TEXTO DE LECTURA |
▬▬▬▬▬▬▬▬▬▬

La novela moderna nació ya como novela de género, pues a finales de la Edad Media se distinguían novelas pastoriles, picarescas, bizantinas y sobre todo las de caballerías, que eran las más populares. Los héroes de papel de entonces eran Amadís, Palmerín, Zifar y otros caballeros ocupados en ayudar a viudas, huérfanos y desvalidos. La cosa se puso más sería cuando Joanot Martorell escribió en el siglo XV Tirant Lo Blanch, y cien años después El Lazarillo de Tormes fijaría el género picaresco, El Quijote el de caballerías (dicen que también lo agotó) y también Cervantes remacharía su aportación a la literatura con Los trabajos de Persiles y Segismunda, un clásico de la novela de género bizantino.
gerardo montesdeoca 1.jpgPor eso, no es una moda reciente hablar de novelas de género, aunque durante varios siglos esa distinción quedó sepultada, y renació con las novelas góticas propias del Romanticismo (vaya lío de conceptos), y ya se embaló con el género fantástico (La guerra de los mundos y todo Julio Verne), de detectives (Sherlock Holmes), psicológicas (Dostoievski), históricas (Galdós, Tolstoi, Flaubert) de aventuras (Salgari), ciencia-ficción (Huxley y Orwell), y casi al final se acuña la expresión «novela negra». Luego se han vuelto a confundir los géneros, pues andan por ahí novelas que se dicen negras que no lo son, y se lían mezclando relatos detectivescos con historias de espías o novelas en las que simplemente hay un crimen, pero cuya resolución no es el objeto central del relato.
Ahora se han puesto de moda las novelas de género y hay tres tipos que funcionan muy bien en las librerías: las negras, las de ficción histórica con toques esotéricos y las propiamente históricas. Este es un asunto muy complejo en cuanto a su clasificación, y ya escribí hace unos años en una página de El rey perdido:
«Si Marguerite Yourcenar escribe las memorias apócrifas del emperador Adriano, si Flaubert narra la destrucción de Cartago en Salambó, si Uslar Pietri nos muestra una parte de la imaginada historia de Venezuela en Las lanzas coloradas, decimos que estamos ante una novela histórica; pero no se incluyen en este género Por quién doblan las campanas, que está ambientada en la guerra civil española de 1936 como otros centenares de relatos, o las novelas de Arturo Barea que cuentan la encarnizada guerra de Marruecos en el primer tercio del siglo XX. Enfrentado a la visión mental del relato, me veo sitiado de preguntas: ¿Por qué es novela histórica cualquiera de los Episodios Nacionales de Galdós y no lo es Doña Perfecta, en la que se refleja un momento convulso de la vida española? ¿Son novelas históricas textos tan celebrados como Bomarzo, El siglo de las luces o El gatopardo? ¿Los criterios que debe cumplir una novela histórica tienen que ver con que traten de reyes, inquisidores, conspiraciones, dictadores o imperios? ¿Influye en la calificación la distancia en siglos del hecho narrado?»

▬▬▬▬▬▬▬▬▬▬

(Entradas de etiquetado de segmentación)
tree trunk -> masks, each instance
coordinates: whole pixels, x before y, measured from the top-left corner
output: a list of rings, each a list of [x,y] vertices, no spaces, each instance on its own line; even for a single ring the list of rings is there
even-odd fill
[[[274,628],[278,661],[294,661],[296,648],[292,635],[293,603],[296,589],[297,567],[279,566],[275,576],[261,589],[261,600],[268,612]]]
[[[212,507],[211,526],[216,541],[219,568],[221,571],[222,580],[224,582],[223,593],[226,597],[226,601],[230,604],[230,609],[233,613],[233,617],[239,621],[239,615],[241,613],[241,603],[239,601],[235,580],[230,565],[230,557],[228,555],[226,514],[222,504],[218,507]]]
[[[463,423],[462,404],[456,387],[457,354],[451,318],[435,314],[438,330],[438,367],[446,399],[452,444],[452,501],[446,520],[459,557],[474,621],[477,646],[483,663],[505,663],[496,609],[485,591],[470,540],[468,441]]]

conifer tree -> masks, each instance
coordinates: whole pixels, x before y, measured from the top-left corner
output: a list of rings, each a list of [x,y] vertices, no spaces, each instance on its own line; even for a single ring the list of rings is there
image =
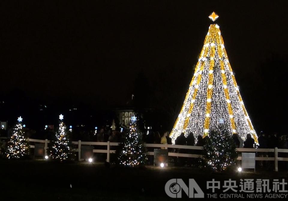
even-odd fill
[[[210,167],[216,172],[222,171],[235,165],[238,156],[234,140],[225,128],[224,123],[218,124],[209,137],[205,138],[203,146],[204,166]]]
[[[63,121],[63,115],[60,114],[59,128],[56,132],[54,140],[51,141],[49,149],[50,158],[61,161],[70,159],[72,154],[71,143],[67,128]]]
[[[13,128],[13,133],[8,142],[6,156],[8,158],[22,158],[29,155],[29,144],[25,139],[22,119],[20,116],[18,119],[18,123]]]
[[[147,160],[146,147],[142,143],[136,117],[132,117],[129,129],[117,151],[120,165],[135,167],[145,165]]]

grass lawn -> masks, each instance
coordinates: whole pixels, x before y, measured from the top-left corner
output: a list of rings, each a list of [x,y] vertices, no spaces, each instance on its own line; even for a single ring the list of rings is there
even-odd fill
[[[101,163],[42,160],[1,160],[0,170],[0,200],[175,200],[164,190],[173,178],[187,185],[188,179],[194,179],[202,190],[212,179],[287,179],[286,172],[215,174],[196,168],[106,168]]]

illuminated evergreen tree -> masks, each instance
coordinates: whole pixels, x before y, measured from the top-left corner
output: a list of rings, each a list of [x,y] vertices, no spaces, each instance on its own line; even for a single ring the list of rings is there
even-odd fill
[[[120,143],[117,153],[120,165],[135,167],[145,165],[147,160],[147,152],[142,143],[136,117],[131,118],[129,129]]]
[[[216,172],[223,171],[235,164],[238,156],[234,140],[225,127],[224,123],[219,124],[206,138],[203,146],[202,165]]]
[[[25,138],[22,119],[20,116],[18,123],[13,128],[13,134],[8,142],[6,156],[8,158],[20,158],[29,155],[29,144]]]
[[[49,150],[51,158],[61,161],[70,159],[72,155],[71,143],[63,118],[63,115],[60,114],[59,128],[56,132],[55,140],[51,141]]]
[[[214,22],[218,16],[209,16]],[[211,24],[204,41],[183,106],[170,134],[172,143],[184,132],[195,139],[209,135],[222,120],[230,134],[244,140],[250,134],[258,143],[256,133],[245,108],[230,65],[219,26]]]

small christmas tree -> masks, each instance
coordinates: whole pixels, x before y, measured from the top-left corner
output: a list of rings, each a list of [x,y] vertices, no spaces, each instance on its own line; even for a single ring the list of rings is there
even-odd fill
[[[6,152],[8,158],[20,158],[29,155],[29,144],[24,136],[22,119],[19,117],[18,123],[13,128],[13,134],[8,142]]]
[[[209,167],[216,172],[235,164],[238,156],[234,141],[224,128],[221,124],[212,131],[203,146],[204,166]]]
[[[132,117],[130,129],[119,146],[118,161],[121,166],[135,167],[144,165],[147,160],[146,147],[137,126],[136,117]]]
[[[52,141],[49,152],[50,157],[61,161],[69,159],[72,155],[71,142],[69,140],[66,126],[63,121],[63,116],[59,115],[59,128]]]

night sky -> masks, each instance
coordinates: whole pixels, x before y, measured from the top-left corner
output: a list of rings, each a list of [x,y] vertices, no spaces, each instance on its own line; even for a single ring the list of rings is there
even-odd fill
[[[97,108],[124,106],[133,93],[174,111],[172,122],[214,11],[256,132],[285,132],[286,1],[83,1],[0,3],[2,98],[21,91]]]

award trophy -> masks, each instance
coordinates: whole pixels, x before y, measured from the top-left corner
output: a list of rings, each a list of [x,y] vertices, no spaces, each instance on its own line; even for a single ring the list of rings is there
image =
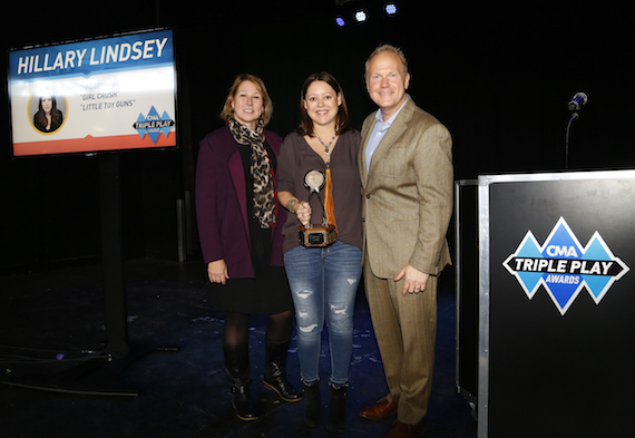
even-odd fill
[[[320,199],[320,189],[324,187],[324,174],[320,171],[309,171],[304,175],[304,186],[309,188],[309,199],[311,202],[311,196],[318,194],[318,199]],[[322,211],[324,211],[324,204],[320,199],[322,205]],[[311,220],[306,225],[299,227],[300,243],[306,247],[313,246],[329,246],[335,242],[336,232],[335,225],[329,225],[326,220],[326,213],[324,212],[322,224],[311,224]]]

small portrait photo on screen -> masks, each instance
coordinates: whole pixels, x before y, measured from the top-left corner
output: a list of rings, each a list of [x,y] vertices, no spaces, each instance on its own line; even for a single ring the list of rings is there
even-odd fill
[[[46,91],[33,95],[29,99],[29,116],[37,132],[53,134],[61,129],[66,121],[66,98]]]

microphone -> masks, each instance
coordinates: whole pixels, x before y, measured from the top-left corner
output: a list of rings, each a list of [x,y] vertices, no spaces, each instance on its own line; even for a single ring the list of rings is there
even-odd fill
[[[578,91],[569,100],[568,107],[570,111],[579,111],[588,101],[588,96],[584,91]]]

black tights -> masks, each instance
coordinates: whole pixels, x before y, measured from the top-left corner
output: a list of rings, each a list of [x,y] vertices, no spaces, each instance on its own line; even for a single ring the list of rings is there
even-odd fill
[[[237,347],[245,344],[250,337],[250,314],[227,312],[223,331],[223,344]],[[291,340],[293,310],[270,314],[266,325],[266,341],[272,343]]]

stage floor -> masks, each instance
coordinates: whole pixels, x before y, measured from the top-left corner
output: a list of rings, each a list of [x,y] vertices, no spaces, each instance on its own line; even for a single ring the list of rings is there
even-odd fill
[[[223,313],[207,304],[199,261],[126,262],[126,359],[98,359],[106,341],[100,264],[0,278],[1,436],[18,437],[326,437],[303,427],[303,402],[279,403],[261,385],[265,318],[252,318],[252,391],[266,415],[238,420],[223,368]],[[456,390],[452,273],[441,279],[434,380],[428,438],[473,438],[476,422]],[[358,410],[387,392],[363,291],[354,320],[345,437],[379,437],[392,419],[370,422]],[[157,351],[175,347],[177,351]],[[63,354],[60,356],[60,354]],[[91,358],[85,360],[85,358]],[[61,360],[60,360],[61,359]],[[329,400],[326,334],[322,400]],[[289,378],[300,387],[295,340]],[[35,386],[42,389],[29,389]],[[85,391],[92,391],[85,393]],[[61,392],[60,392],[61,391]],[[77,391],[77,392],[74,392]],[[323,408],[326,417],[328,407]]]

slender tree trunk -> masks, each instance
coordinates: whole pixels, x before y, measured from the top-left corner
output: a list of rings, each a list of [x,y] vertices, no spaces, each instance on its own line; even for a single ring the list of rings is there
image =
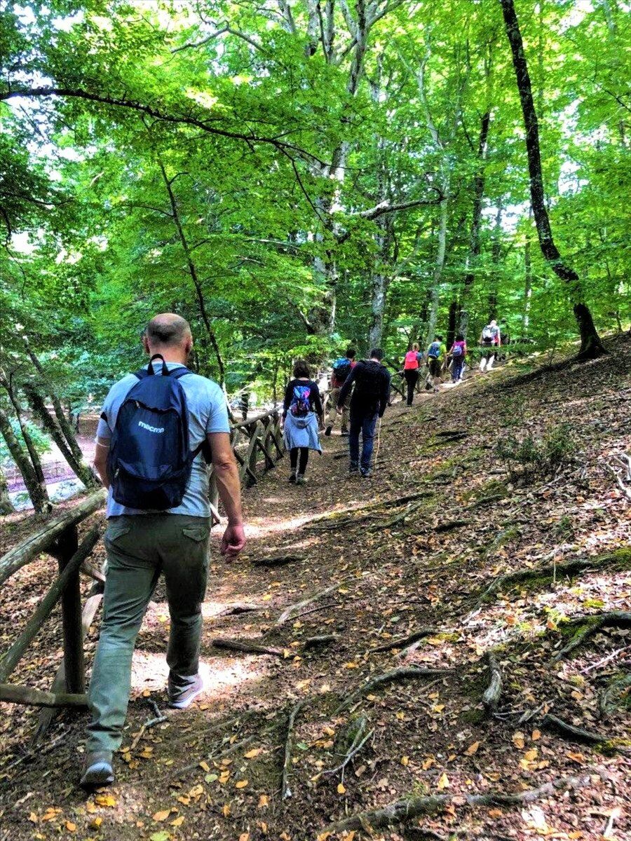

▬▬▬▬▬▬▬▬▬▬

EJERCICIO |
Continúa el texto sobre la novela de género a partir de su última oración. El material de arriba es independiente del texto de lectura.

RESPUESTA |
gerardo Montesdeoca 2.jpg Hay novelas de ambientación histórica que en realidad no lo son aunque lo parezcan. Casi siempre son una apuesta intelectual del autor, generalmente versado en una época y que trata de indagar sobre distintos asuntos. Suelen ser libros que hablan de otros libros reales o a su vez inventados dentro de una ficción verosímil. El caso más paradigmático es El nombre de la rosa, que tenía que ser escrita por un erudito del tamaño de Umberto Eco, conocedor de textos, bibliotecas y autores desde la patrística hasta el Renacimiento. En realidad no es una novela histórica, sino un libro-juego que tiene varios niveles de lectura, y lo curioso es que contenía párrafos enteros en latín que no se traducían, y así y todo fue un éxito de ventas.
Dan Brawn también ha tenido éxito con El Código Da Vinci, pero su libro no resiste un ventarrón, mientras que el de Umberto Eco sí. Pero así y todo, hay que decir que Eco, como Sartre, usó la novela como soporte para exponer sus ideas sobre diversos asuntos, pero no son narradores natos. La mayor parte de las novelas que hoy pueblan los escaparates con la etiqueta de «históricas» son flor de un día, aunque hagan millonarios a sus autores, editores y agentes. Lejos están del nivel alcanzado en su día por Memorias de Adriano, de Marguerite Yourcenar, o el Yo, Claudio de Robert Greaves. En todo caso, me remito a la definición que hacía el viejo José Manuel Lara con su oratoria pedestre: «sólo hay dos clases de novelas, las buenas y las malas».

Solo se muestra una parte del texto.